▸ PROBLEM DETAILS:
Please take the lines from the one holding "Would you point out the black hydraulic" through the one holding "Would you point out the farm" in the data below and copy them exactly.

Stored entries
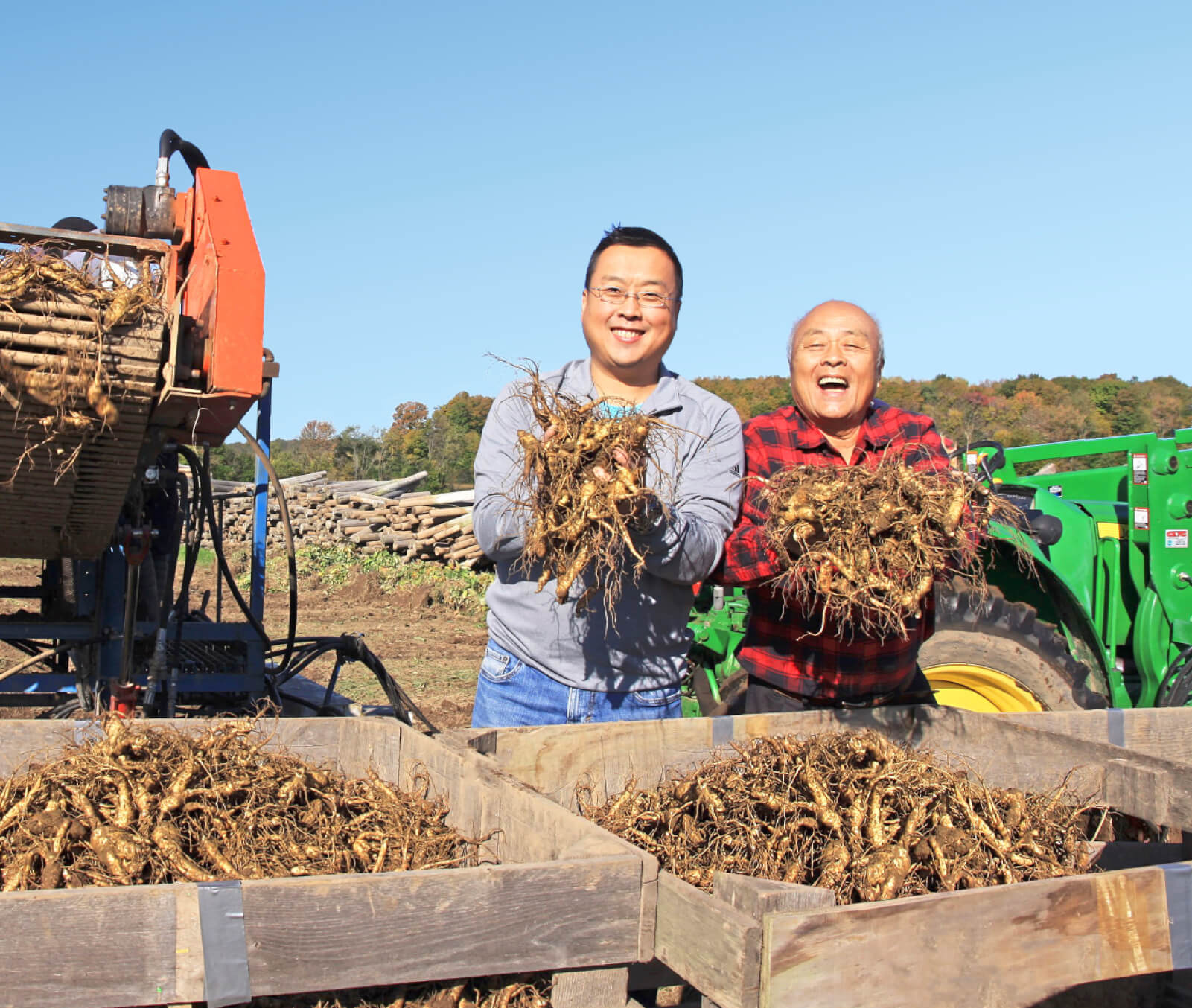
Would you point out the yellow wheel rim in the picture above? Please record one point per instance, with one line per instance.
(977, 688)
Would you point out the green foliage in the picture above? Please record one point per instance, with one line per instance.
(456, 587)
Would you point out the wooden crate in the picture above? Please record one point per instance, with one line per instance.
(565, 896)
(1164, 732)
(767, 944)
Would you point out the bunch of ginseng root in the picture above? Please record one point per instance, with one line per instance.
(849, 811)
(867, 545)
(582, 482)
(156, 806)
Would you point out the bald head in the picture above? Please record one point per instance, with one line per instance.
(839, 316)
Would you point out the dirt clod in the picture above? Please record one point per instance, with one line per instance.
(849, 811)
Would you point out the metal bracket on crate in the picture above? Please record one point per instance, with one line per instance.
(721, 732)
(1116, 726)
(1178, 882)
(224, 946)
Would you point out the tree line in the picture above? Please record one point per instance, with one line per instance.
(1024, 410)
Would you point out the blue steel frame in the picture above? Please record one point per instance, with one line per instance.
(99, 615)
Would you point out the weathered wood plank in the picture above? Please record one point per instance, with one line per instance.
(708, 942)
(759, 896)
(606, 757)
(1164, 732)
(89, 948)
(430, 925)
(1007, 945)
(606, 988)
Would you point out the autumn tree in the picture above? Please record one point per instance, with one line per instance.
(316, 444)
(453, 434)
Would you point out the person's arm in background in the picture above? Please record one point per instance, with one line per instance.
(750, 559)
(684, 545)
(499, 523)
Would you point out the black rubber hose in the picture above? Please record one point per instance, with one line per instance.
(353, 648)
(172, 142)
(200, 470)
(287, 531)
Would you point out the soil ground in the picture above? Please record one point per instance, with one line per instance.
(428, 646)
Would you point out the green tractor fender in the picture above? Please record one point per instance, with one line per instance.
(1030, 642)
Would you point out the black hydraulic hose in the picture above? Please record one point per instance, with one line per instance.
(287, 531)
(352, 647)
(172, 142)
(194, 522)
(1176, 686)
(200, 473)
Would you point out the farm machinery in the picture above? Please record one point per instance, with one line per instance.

==

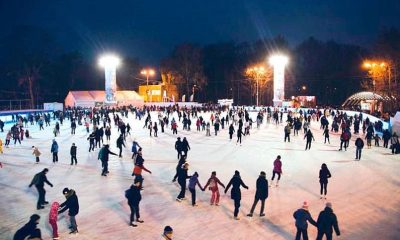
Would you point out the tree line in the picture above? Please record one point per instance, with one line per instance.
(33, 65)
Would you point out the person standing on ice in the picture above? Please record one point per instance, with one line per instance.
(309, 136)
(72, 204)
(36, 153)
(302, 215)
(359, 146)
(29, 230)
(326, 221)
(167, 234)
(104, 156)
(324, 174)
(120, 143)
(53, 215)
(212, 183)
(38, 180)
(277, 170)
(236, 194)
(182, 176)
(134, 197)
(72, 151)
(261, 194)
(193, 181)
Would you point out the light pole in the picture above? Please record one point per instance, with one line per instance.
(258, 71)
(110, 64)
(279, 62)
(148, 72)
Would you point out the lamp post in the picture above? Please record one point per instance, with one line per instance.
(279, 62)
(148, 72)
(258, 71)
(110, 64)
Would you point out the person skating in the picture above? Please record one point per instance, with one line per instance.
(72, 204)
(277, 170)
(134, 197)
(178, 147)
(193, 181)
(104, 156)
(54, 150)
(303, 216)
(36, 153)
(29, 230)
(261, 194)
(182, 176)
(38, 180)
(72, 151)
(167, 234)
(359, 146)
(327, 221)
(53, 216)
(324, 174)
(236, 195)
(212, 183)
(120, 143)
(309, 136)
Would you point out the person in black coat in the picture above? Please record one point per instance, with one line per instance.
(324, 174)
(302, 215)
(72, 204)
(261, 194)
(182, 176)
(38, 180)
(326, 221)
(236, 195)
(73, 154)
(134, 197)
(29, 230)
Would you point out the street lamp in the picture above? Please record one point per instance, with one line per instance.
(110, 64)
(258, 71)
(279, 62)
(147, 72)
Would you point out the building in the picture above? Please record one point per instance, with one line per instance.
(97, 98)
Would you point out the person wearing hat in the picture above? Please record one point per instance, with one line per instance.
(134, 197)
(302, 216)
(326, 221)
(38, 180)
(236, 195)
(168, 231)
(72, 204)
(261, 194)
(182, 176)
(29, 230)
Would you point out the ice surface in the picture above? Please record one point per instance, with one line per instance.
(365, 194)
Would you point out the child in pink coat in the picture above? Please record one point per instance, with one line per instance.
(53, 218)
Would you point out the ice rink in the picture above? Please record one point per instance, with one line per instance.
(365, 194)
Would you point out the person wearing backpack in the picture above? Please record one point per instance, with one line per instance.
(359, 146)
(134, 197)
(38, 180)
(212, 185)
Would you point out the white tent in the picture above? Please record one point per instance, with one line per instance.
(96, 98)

* * *

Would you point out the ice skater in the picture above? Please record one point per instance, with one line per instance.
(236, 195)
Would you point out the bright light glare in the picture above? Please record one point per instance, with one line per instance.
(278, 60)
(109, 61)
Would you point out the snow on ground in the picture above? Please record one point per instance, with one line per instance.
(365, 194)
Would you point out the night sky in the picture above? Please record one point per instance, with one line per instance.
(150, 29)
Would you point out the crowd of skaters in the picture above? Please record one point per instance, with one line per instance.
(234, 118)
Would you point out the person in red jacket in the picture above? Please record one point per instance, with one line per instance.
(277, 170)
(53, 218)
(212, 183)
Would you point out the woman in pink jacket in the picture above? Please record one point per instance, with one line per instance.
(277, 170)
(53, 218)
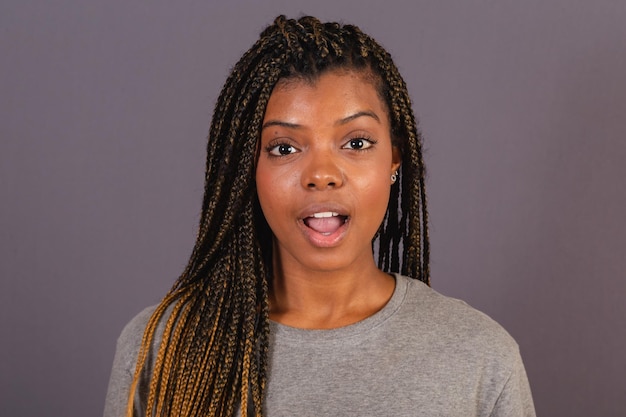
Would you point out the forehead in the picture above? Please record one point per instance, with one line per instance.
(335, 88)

▸ EXERCISE OUTPUT:
Would you point out the black hydraulic hose in the picture above? Please record one point per instance, with one line per instance.
(287, 531)
(352, 647)
(172, 142)
(194, 522)
(1176, 686)
(200, 473)
Would you point out the farm machinery in the picture above? Please record one point per instance, with one line per instance.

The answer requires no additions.